» **Excerpt to read**:
'''

Monday, November 12, 2012

A Veteran's Day Salute

Veterans who fought with the pen as well as the sword.

Here's a salute to the veterans who fought for our country and our allies, and a look at some of them who survived long enough to write about it. Although war cannot be rendered through written words alone, these men have tried to help us see what they saw and felt. We are the richer for their efforts.


Ambrose Bierce Served with distinction and honor in the Civil War. He did not shrink from describing the horrors he saw, and yet loved being on the battlefield. His short story, An Occurrence at Owl Creek, is an American classic. After the war, he wrote about politics and corruption surrounding the Central Pacific Railroad. The company tried to bribe him to shut up, failed, and was forced to pay back 75 million dollars to the taxpayers. In 1913, at the age of 71 and still hungering for adventure, he went to Mexico to cover the revolt by Pancho Villa. His last letter from Chihuahua, Mexico was dated December 26, 1913. It was the last anyone heard from him. To this day, his disappearance remains a mystery.


  Wilfred Owen English soldier and poet who saw action at the front lines in France during World War I, the war to end all wars. His most famous poem, DULCE ET DECORUM EST, described the cruelty and suffering experienced by victims of a poison gas attack. In 1925, the Geneva Convention banned the use of poison gas in war. As of this year, 188 nations have agreed to be bound by international law restricting the use of chemical weapons.

'''

» **Work instructions**:
A - Translate this sentence from the Veteran's Day post into Spanish: "In 1925, the Geneva Convention banned the use of poison gas in war."
B - Answer these questions from the Veteran's Day post:
(i) Which short story by Ambrose Bierce is called an American classic?
(ii) What date was on Bierce's last letter from Chihuahua, Mexico?
(iii) How many nations have agreed to be bound by international law restricting the use of chemical weapons?

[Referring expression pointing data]
'''

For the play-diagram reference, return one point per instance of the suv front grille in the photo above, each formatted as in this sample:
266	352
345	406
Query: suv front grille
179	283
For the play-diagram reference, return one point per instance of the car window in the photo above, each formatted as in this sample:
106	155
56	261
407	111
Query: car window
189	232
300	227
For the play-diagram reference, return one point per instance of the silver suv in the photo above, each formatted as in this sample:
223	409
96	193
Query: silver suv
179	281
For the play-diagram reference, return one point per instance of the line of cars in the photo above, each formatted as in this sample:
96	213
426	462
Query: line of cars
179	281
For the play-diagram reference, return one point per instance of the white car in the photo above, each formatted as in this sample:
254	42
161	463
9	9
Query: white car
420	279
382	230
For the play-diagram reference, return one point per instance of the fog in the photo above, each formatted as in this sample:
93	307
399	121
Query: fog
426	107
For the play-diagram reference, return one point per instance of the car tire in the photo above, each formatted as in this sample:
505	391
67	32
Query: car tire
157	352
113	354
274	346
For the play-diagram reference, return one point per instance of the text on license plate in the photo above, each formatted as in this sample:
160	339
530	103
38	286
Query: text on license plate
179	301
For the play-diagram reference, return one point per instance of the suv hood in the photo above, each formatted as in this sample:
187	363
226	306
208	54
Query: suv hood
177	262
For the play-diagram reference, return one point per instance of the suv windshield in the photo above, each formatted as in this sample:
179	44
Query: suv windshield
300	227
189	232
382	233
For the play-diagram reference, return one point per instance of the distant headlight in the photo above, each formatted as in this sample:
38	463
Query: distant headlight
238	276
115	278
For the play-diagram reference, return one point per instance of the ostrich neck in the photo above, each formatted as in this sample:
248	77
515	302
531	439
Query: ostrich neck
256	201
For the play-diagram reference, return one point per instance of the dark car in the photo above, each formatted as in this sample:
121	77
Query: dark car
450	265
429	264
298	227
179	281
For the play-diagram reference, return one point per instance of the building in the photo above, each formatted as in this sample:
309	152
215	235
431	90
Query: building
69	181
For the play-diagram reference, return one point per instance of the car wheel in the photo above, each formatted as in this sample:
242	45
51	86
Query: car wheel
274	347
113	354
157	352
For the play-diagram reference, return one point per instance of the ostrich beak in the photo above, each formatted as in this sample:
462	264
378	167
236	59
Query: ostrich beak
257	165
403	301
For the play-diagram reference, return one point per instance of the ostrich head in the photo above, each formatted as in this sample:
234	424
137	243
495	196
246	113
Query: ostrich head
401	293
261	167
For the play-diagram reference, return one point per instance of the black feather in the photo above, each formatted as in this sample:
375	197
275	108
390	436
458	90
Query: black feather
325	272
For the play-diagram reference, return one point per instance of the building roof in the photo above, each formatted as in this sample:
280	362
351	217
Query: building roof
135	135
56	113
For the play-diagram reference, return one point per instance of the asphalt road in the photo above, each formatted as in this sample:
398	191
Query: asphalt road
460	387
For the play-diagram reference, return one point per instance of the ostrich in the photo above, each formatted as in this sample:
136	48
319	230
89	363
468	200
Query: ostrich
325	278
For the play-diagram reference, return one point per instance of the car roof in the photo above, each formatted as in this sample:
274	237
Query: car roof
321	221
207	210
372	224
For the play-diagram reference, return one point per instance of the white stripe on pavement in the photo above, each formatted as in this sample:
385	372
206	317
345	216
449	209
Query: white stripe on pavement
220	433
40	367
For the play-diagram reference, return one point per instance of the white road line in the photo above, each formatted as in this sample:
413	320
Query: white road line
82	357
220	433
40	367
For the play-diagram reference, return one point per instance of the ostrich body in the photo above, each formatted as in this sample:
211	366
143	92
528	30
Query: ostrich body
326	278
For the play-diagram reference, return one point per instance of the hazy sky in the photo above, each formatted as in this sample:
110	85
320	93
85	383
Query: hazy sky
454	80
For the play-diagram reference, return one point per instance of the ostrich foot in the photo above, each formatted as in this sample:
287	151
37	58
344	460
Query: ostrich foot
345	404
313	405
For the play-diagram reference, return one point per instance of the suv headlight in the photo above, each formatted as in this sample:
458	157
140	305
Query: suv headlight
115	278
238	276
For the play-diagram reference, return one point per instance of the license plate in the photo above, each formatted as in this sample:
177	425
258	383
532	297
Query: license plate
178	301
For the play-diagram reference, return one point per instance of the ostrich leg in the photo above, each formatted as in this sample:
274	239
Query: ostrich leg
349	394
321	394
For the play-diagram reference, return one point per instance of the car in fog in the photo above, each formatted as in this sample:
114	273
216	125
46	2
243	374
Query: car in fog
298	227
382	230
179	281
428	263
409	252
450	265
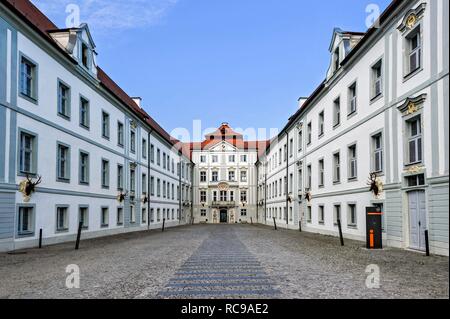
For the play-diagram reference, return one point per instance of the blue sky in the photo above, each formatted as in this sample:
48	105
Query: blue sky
245	62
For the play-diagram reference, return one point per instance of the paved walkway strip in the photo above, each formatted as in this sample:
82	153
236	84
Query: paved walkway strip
222	267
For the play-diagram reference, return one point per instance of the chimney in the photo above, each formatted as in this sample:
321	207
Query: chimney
302	101
137	100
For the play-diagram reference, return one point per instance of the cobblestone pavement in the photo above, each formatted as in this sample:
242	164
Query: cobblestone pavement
237	261
222	267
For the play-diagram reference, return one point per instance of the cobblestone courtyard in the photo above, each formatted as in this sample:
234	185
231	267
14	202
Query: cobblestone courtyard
239	261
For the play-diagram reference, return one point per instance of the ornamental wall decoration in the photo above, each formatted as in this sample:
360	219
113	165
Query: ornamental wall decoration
27	187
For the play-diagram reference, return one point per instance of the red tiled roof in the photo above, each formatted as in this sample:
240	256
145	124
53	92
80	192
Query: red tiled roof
44	25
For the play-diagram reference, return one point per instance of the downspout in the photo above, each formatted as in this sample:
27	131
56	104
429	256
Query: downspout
287	179
265	191
149	177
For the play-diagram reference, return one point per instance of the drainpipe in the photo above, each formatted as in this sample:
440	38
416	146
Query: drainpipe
265	192
149	177
287	180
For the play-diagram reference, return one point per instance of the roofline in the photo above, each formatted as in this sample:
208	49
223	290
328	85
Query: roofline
394	5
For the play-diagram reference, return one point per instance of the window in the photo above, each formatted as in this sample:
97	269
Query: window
416	180
413	51
321	173
243	176
308	214
119	216
352	215
144	215
352	162
377	153
27	153
377	80
63	160
62	220
84	113
352	99
152	153
105	173
300	140
132	179
132	214
291	147
158	187
25	221
28	78
104	222
321	215
144	183
243	196
83	217
105	125
337	112
85	55
337	168
203	196
321	123
63	100
119	177
337	213
309	133
84	168
132	141
414	130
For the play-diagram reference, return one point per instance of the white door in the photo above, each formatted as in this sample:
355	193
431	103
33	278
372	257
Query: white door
417	219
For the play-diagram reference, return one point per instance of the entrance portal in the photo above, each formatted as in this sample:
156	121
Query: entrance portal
224	216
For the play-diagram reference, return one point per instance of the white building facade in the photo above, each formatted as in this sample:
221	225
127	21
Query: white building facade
383	109
225	178
98	159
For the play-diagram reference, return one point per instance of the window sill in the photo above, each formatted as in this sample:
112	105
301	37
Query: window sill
412	74
24	174
87	128
63	180
65	117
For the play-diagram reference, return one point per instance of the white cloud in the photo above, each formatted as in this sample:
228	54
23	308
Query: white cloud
110	15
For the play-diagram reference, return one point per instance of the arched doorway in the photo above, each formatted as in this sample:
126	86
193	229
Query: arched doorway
224	216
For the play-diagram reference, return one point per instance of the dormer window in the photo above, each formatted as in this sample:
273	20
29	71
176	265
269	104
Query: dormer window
337	61
85	55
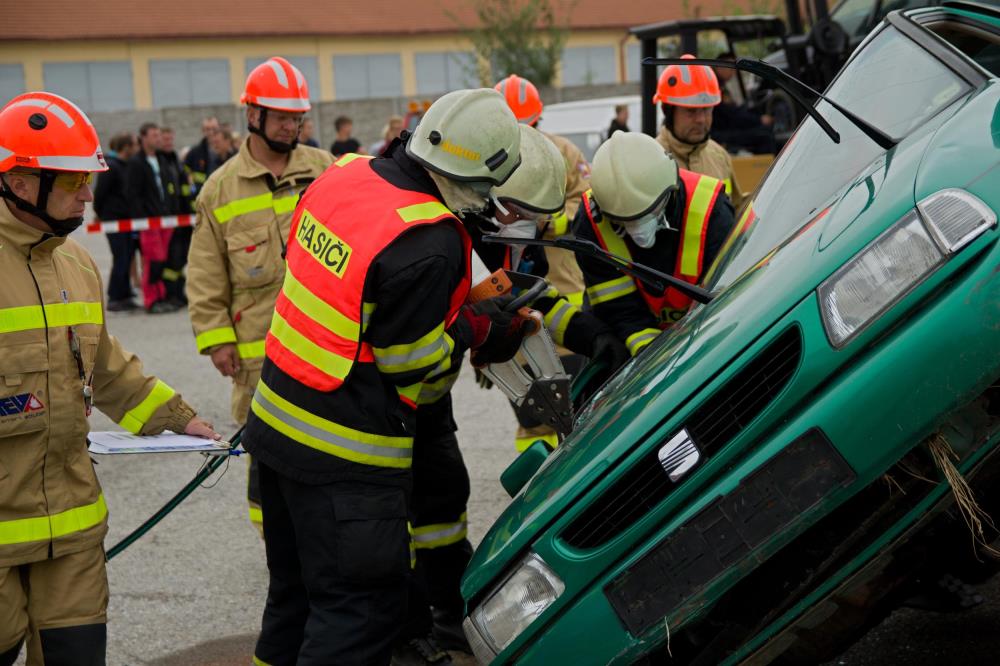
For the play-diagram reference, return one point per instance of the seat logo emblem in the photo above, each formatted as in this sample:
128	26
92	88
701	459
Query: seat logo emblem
678	456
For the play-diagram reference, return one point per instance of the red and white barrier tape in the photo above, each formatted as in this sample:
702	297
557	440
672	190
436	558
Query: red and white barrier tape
140	224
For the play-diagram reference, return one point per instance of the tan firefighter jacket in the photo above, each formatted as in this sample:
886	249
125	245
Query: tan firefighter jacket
707	157
51	503
235	266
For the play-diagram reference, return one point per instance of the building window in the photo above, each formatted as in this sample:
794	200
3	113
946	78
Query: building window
306	64
11	82
367	76
445	71
588	65
93	86
633	66
189	82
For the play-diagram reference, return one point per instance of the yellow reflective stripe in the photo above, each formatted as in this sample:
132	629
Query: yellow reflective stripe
427	351
557	319
223	335
253	204
411	392
640	339
138	416
523	443
324	435
43	528
319	310
560	223
367	310
285	204
28	317
441	534
694	224
615	244
322	359
350	157
253	349
610	290
434	389
236	207
420	212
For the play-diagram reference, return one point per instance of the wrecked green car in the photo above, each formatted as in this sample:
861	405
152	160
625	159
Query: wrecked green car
772	475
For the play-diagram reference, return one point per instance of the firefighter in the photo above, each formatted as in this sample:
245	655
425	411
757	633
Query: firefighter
57	360
563	271
244	210
372	304
535	191
686	95
643	208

'''

» **Answers below**:
A - En 1925, la Convención de Ginebra prohibió el uso de gas venenoso en la guerra.

B -
(i) An Occurrence at Owl Creek
(ii) December 26, 1913
(iii) 188